There was an interesting article in the National Post this week by Michelle Hauser. Hauser explored medical advances that will make it difficult to blindly accept our abortion status quo. Here’s a taste:
And perhaps the most fundamental question of all: when common medical practice establishes that a 13-week-old fetus is worth saving through surgery, will it not also be worth protecting through the law?
It’s a fantastic piece and I tip my hat to Hauser for all the research she did to pull together such an informative piece. I plan to circulate it to the Physicians for Life’s membership this week.
While I try to remain hopeful, I’m not sure that these advances will change Canadians’ behaviour when it comes to abortion, and I don’t think they’ll influence our legislative stance on the issue. Rather, I think these advances will lead to the “designer babies”(eugenics) that the WHO is concerned about and greater rates of abortion.
We already have a consumer mindset about most things, including life, why would this be any different?
What we need is a change in our conception of human life – and a belief that it is unique and valuable.
We’ve dehumanized the unborn or flat out stated that our lifestyles/circumstances are more important than the actual life of our unborn children – I don’t think medical advances will change this.
We have graphic images, incredible ultrasound technology, life-size medical models of the fetus, and prenatal information from every imaginable source (from National Geographic to Pampers). And yet we continue to abort. And American research shows that the vast majority of abortions are for “lifestyle” (such a “bad timing”) reasons. We’re not talking about cases where the mother’s life is at risk, for example. And we’re not talking about the humanity and the human rights of the unborn child. Science has long established that (of course) a human fetus is, in fact, human.
Perhaps if this information is folded into existing and successful apologetics programs and educational resources – perhaps then it’ll play a role in changing hearts and minds.
But right now I think many hearts are hard or afraid, and many minds choose to be willfully closed.
== == ==
» **Your objective**: Copy the post on medical advances and abortion word for word, between "It’s a fantastic" and "membership this week.", inclusive. The rows that follow have no connection to the post about medical advances and abortion.

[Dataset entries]
== == ==
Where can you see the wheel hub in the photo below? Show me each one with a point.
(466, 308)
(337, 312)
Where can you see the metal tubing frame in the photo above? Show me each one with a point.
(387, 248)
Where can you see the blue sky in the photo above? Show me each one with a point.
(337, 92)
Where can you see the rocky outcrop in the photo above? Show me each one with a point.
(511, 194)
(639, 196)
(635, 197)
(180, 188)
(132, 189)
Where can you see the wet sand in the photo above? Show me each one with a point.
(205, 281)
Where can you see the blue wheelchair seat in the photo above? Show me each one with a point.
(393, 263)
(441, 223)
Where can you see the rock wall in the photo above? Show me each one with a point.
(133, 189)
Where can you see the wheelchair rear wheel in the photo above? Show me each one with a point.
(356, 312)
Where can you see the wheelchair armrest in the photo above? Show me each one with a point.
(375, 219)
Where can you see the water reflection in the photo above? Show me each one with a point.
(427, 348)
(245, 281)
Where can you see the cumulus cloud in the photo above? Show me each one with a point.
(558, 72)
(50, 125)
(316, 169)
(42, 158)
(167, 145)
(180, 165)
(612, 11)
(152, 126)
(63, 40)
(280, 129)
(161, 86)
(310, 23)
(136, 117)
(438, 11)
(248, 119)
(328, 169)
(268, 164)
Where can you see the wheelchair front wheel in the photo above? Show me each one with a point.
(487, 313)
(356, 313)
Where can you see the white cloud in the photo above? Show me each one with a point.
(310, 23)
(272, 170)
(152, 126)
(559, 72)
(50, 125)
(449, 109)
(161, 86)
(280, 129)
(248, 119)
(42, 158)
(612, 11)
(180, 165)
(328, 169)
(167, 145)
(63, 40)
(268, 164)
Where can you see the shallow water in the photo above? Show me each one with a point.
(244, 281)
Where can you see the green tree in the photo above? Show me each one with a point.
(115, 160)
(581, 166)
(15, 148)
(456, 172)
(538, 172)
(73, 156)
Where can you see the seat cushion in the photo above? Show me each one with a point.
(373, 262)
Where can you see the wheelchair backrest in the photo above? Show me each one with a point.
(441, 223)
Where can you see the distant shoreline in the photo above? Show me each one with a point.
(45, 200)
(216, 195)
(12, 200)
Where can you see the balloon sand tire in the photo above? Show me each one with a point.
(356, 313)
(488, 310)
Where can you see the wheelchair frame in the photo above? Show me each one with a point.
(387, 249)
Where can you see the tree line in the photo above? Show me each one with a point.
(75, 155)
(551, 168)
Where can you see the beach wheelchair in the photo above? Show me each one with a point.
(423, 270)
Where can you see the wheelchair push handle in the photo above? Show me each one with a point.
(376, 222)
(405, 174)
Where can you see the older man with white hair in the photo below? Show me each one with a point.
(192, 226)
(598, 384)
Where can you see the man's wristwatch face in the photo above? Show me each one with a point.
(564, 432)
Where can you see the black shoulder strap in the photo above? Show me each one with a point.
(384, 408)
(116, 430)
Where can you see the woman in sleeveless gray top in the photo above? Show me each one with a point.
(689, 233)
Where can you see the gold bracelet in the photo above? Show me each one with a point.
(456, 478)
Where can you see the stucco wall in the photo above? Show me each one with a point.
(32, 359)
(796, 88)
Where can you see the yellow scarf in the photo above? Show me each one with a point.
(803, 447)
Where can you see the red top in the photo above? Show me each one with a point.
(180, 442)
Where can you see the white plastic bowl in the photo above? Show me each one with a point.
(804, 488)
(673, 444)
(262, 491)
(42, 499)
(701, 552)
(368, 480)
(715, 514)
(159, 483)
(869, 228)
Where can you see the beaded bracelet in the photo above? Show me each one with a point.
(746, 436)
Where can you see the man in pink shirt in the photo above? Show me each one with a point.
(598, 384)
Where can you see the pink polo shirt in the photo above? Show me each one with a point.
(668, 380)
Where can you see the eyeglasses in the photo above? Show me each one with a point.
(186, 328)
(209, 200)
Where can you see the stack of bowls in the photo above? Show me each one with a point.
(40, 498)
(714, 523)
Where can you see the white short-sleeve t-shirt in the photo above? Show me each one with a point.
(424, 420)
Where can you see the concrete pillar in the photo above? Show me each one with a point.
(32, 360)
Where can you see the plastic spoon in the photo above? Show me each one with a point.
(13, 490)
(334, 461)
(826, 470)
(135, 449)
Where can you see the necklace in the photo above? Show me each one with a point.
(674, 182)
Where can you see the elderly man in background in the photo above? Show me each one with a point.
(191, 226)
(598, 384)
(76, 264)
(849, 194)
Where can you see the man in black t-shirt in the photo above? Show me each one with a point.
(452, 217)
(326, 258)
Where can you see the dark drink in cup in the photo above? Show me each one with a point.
== == ==
» **Exercise solution**:
It’s a fantastic piece and I tip my hat to Hauser for all the research she did to pull together such an informative piece. I plan to circulate it to the Physicians for Life’s membership this week.